PASSAGE
= = =
Form 6-K

U.S. SECURITIES AND EXCHANGE COMMISSION

WASHINGTON D.C. 20549

 


 

FORM 6-K

 

REPORT OF FOREIGN PRIVATE ISSUER

PURSUANT TO RULE 13a-16 OR 15d-16 OF

THE SECURITIES EXCHANGE ACT OF 1934

 


 

KINGSWAY FINANCIAL SERVICES INC.

(Exact name of Registrant as specified in its charter)

 

ONTARIO, CANADA

(Province or other jurisdiction of incorporation or organization)

 

5310 Explorer Drive, Suite 200, Missassauga, Ontario, Canada L4W 5H8

(Address of principal executive offices)

 


 

Indicate by check mark whether the registrant files or will file annual reports under cover or Form 20-F or Form 40-F:

Form 20-F  ¨    Form 40-F  x

 

Indicate by check mark if the registrant is submitting the Form 6-K in paper as permitted by Regulation S-T Rule 101(b)(1): ¨

 

Indicate by check mark if the registrant is submitting the Form 6-K in paper as permitted by Regulation S-T Rule 101(b)(7): ¨

 

Indicate by check mark whether the Registrant by furnishing the information contained in this form, the registrant is also thereby furnishing the information to the Commission pursuant to Rule 12g3-2(b) under the Securities Exchange Act of 1934:  

Yes  ¨    No  x

 

If “Yes” is marked, indicate below the file number assigned to the registrant in connection with Rule 12g3-2(b): N/A

 



Restatement of Prior Results

 

On April 5, 2002, KFS Acquisition Corp., a wholly-owned subsidiary of Kingsway Financial Services Inc. (Kingsway), acquired all of the outstanding shares of the Company. The Company’s consolidated financial results were included in Kingsway’s consolidated financial results as of April 1, 2002. Prior to the acquisition, PricewaterhouseCoopers (PwC) had been engaged as the Company’s independent auditors. After the acquisition, Kingsway’s independent auditors, KPMG LLP (KPMG), became the independent auditors for the Company.

 

In the fourth quarter of 2002, the Company made a final evaluation of its unpaid claims liabilities as of April 1, 2002. As a result of this review, the Company determined that an increase in the unpaid claims liabilities in the opening balance sheet relating to the Company as of April 1, 2002 was appropriate.

 

In early May, 2003 the Company engaged KPMG to reaudit the financial statements of the Company as at and for the years ended December 31, 2001 and 2000 (the “Original Financial Statements”) and to audit the financial statements of the Company for the three months ended March 31, 2002. As a result of the work in connection with this audit, the Company concluded that the historical loss reserves at March 31, 2002, December 31, 2001 and December 31, 2000 were understated by approximately $9.7 million, $14.6 million and $21.8 million, respectively, and that such understatements were errors because, among other things, available information was not utilized in developing its ending loss and loss adjustment expense reserves as of such dates.

 

In addition to the above described reserve adjustments, the Company also identified certain state income tax recoveries that were recorded in error. As a result, the Company determined that its financial statements should be restated to reflect these corrections in the amounts of $122,000, $636,000, and $453,000 for the three months ended March 31, 2002, and the years ended December 31, 2001 and 2000, respectively.

 

Associated with the loss reserve adjustments, certain deferred tax assets that were established in periods prior to 2000, amounting to $895,000, were reduced. Accordingly, this has been included in the adjustment to the opening retained earnings balance for the periods prior to 2000.
= = =
COLLECTED MATERIAL
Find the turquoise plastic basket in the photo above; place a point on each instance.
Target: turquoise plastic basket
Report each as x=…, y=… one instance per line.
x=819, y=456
= = =
YOUR INSTRUCTIONS
Reproduce the portion of the Form 6-K above starting with "In addition to" and going on through "prior to 2000.".

FULL RESPONSE
In addition to the above described reserve adjustments, the Company also identified certain state income tax recoveries that were recorded in error. As a result, the Company determined that its financial statements should be restated to reflect these corrections in the amounts of $122,000, $636,000, and $453,000 for the three months ended March 31, 2002, and the years ended December 31, 2001 and 2000, respectively.

 

Associated with the loss reserve adjustments, certain deferred tax assets that were established in periods prior to 2000, amounting to $895,000, were reduced. Accordingly, this has been included in the adjustment to the opening retained earnings balance for the periods prior to 2000.